▶ Passage shown:
##############################
# 225 40 18 vs 225 50 18



## Chunki84 (Dec 18, 2008)

I need tires.

My original tires are 225 40 18.

Wheels are 18x9

I know my original tires are kinda narrow for the wheels but they could be mounted.

I noticed speedo meter is always show 6~9% slower than my navigation speed gauge, so 

I decided to buy little larger tires, so

I ordered 225 50 18 micheline tires online.

Today, I went a shop to mount my new tires but they couldn't mount because


"the tires I brought have larger inner diameter than my original tires have" 

Is it possible?

What you guys think? 

Do I need to try another shop? or Just return the tire? Returning tires will cost 150 bucks.


----------



## audia4NY (Oct 13, 2014)

Chunki84 said:


> I need tires.
> 
> My original tires are 225 40 18.
> 
> ...


They do have a larger diameter, circum and sidewall height 

25.09 v 26.86 dia 7.1%
78.81 v 84.38 circum 7.1%
3.54 v 4.43 sidewall height 25%
803.94 v 750.91 rpm -6.6%

where did you get the tires from? did you tell them you make model and wheel specs. if so they should have not sold you a tire that isnt useable. that why i like tirerack so much

prob should have gotten 245/45/18


----------



## [email protected] (Nov 26, 2014)
##############################
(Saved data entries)
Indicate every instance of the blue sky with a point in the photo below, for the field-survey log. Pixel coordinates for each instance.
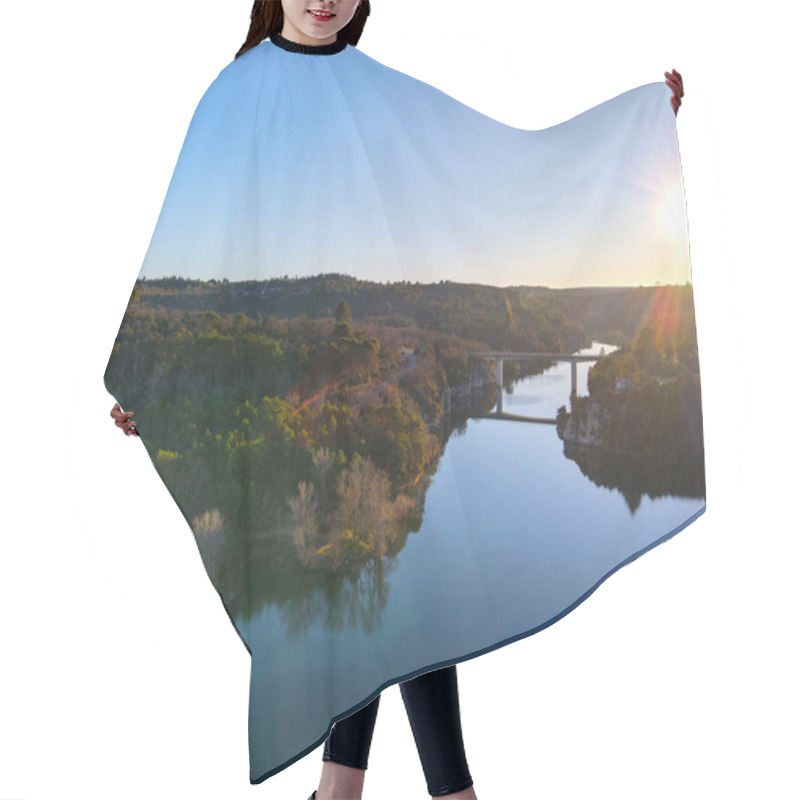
(299, 164)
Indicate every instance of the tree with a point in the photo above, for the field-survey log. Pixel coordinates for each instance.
(343, 312)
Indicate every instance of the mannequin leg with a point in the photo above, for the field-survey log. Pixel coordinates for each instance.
(346, 754)
(431, 701)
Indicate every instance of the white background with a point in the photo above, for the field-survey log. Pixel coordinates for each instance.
(120, 674)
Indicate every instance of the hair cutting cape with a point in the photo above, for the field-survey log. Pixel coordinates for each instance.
(419, 381)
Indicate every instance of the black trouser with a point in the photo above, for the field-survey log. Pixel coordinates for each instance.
(432, 705)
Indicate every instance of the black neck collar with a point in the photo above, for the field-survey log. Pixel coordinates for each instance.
(309, 49)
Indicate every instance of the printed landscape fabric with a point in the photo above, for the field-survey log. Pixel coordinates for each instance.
(419, 381)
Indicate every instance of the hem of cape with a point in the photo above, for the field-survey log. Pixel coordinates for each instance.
(474, 654)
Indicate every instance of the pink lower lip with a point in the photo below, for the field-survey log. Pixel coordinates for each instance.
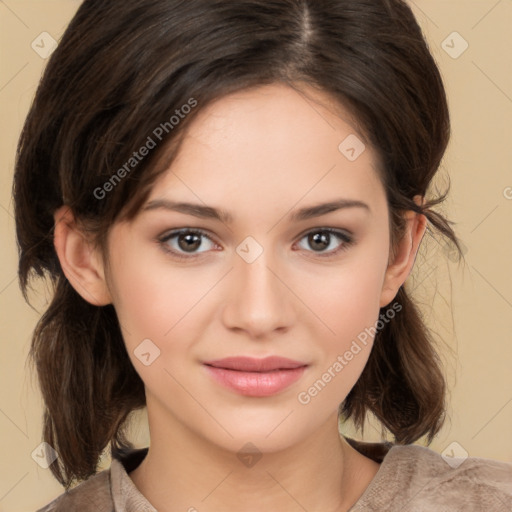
(256, 383)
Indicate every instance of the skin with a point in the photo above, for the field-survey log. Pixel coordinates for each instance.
(260, 154)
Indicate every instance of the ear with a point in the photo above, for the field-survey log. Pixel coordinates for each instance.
(399, 269)
(81, 262)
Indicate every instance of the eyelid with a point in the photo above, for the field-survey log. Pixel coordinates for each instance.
(346, 238)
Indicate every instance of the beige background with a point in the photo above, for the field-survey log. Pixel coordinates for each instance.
(476, 339)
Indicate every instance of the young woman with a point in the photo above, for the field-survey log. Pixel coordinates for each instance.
(228, 197)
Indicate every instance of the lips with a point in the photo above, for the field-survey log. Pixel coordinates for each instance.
(250, 364)
(255, 377)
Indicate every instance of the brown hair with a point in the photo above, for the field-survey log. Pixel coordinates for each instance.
(121, 70)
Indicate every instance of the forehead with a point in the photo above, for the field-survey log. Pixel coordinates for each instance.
(269, 145)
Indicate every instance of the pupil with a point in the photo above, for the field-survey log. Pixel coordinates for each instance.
(190, 243)
(320, 240)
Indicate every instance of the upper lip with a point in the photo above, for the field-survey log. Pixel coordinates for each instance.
(251, 364)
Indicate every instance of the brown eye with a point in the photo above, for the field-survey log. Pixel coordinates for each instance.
(321, 239)
(186, 242)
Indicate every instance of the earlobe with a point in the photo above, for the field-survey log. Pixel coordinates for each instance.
(399, 269)
(80, 260)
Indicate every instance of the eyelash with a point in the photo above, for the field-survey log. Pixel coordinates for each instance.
(341, 235)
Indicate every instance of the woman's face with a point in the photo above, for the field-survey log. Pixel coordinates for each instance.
(267, 279)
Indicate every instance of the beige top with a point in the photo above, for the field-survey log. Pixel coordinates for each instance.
(411, 478)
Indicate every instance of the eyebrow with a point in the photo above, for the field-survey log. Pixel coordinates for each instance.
(208, 212)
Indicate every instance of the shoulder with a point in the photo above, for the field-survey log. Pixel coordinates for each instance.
(92, 495)
(413, 478)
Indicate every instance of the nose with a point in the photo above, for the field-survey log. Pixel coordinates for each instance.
(260, 301)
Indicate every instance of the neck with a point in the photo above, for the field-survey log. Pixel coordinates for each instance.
(183, 471)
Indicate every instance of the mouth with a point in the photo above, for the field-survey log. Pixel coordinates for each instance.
(255, 377)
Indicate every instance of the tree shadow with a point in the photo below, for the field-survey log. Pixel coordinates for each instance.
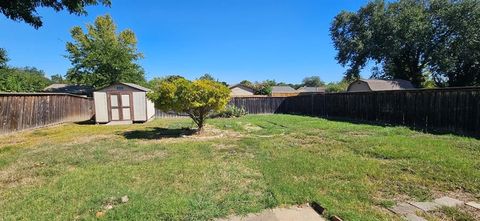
(157, 133)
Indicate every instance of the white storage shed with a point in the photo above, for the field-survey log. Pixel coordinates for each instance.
(123, 102)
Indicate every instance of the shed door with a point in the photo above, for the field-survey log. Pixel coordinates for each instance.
(126, 107)
(114, 105)
(120, 108)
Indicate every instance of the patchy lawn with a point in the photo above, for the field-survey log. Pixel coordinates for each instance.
(238, 166)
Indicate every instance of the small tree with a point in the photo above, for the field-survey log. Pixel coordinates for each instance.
(198, 99)
(313, 81)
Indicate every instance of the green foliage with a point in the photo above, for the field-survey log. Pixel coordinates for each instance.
(198, 99)
(456, 58)
(211, 78)
(57, 79)
(408, 37)
(22, 80)
(262, 89)
(26, 10)
(313, 81)
(230, 111)
(334, 87)
(207, 76)
(101, 57)
(3, 58)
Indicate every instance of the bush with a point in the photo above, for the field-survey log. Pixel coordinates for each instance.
(230, 111)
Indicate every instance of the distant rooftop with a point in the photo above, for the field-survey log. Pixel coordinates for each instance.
(69, 88)
(282, 89)
(311, 89)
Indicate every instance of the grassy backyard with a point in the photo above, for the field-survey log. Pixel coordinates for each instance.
(356, 171)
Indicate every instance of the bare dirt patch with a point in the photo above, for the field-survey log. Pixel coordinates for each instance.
(209, 133)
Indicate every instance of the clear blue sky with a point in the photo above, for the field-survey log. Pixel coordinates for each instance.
(233, 40)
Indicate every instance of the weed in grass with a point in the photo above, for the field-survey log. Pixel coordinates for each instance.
(238, 166)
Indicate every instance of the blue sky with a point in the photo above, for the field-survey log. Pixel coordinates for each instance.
(233, 40)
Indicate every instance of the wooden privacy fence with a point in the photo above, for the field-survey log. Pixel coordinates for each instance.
(450, 109)
(19, 111)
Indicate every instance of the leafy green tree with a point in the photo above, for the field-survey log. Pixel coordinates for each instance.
(198, 99)
(26, 10)
(407, 38)
(101, 57)
(57, 79)
(395, 35)
(207, 76)
(456, 59)
(26, 79)
(3, 58)
(313, 81)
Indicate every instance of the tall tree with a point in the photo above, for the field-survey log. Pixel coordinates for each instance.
(408, 38)
(313, 81)
(3, 58)
(457, 57)
(198, 99)
(101, 56)
(57, 79)
(26, 10)
(207, 76)
(394, 35)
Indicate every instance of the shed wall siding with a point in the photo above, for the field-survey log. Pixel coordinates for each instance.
(139, 106)
(150, 109)
(101, 110)
(358, 86)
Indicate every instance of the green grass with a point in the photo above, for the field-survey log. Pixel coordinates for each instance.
(239, 166)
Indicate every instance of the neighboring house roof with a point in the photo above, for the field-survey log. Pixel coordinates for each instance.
(69, 88)
(311, 89)
(283, 89)
(385, 85)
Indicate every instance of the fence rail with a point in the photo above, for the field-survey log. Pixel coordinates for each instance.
(19, 111)
(451, 109)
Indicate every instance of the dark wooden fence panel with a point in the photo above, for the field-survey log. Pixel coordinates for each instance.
(19, 111)
(450, 109)
(161, 114)
(259, 105)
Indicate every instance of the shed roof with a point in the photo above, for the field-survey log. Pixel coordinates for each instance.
(132, 85)
(385, 85)
(282, 89)
(69, 88)
(311, 89)
(136, 86)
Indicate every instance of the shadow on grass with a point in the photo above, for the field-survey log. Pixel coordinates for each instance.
(158, 133)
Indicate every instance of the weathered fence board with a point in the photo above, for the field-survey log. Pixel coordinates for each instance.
(450, 109)
(19, 111)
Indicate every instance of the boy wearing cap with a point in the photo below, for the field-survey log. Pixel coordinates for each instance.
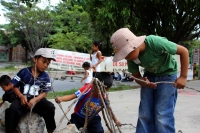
##############################
▶ Exercise description: Pick up the tire-size forum thread above where it stops, and write the next reply in it.

▶ Written answer:
I don't see how they could have a larger INNER diameter (so they're certainly mountable), but yes the overall diameter is pretty big jump from 225/40. The tire shop once mounted 235/45's on my rear rather than 235/40's and even that was a big difference. I would try 225/45 though if you're looking for a more accurate speedo.


----------



## rodhot (Jan 4, 2012)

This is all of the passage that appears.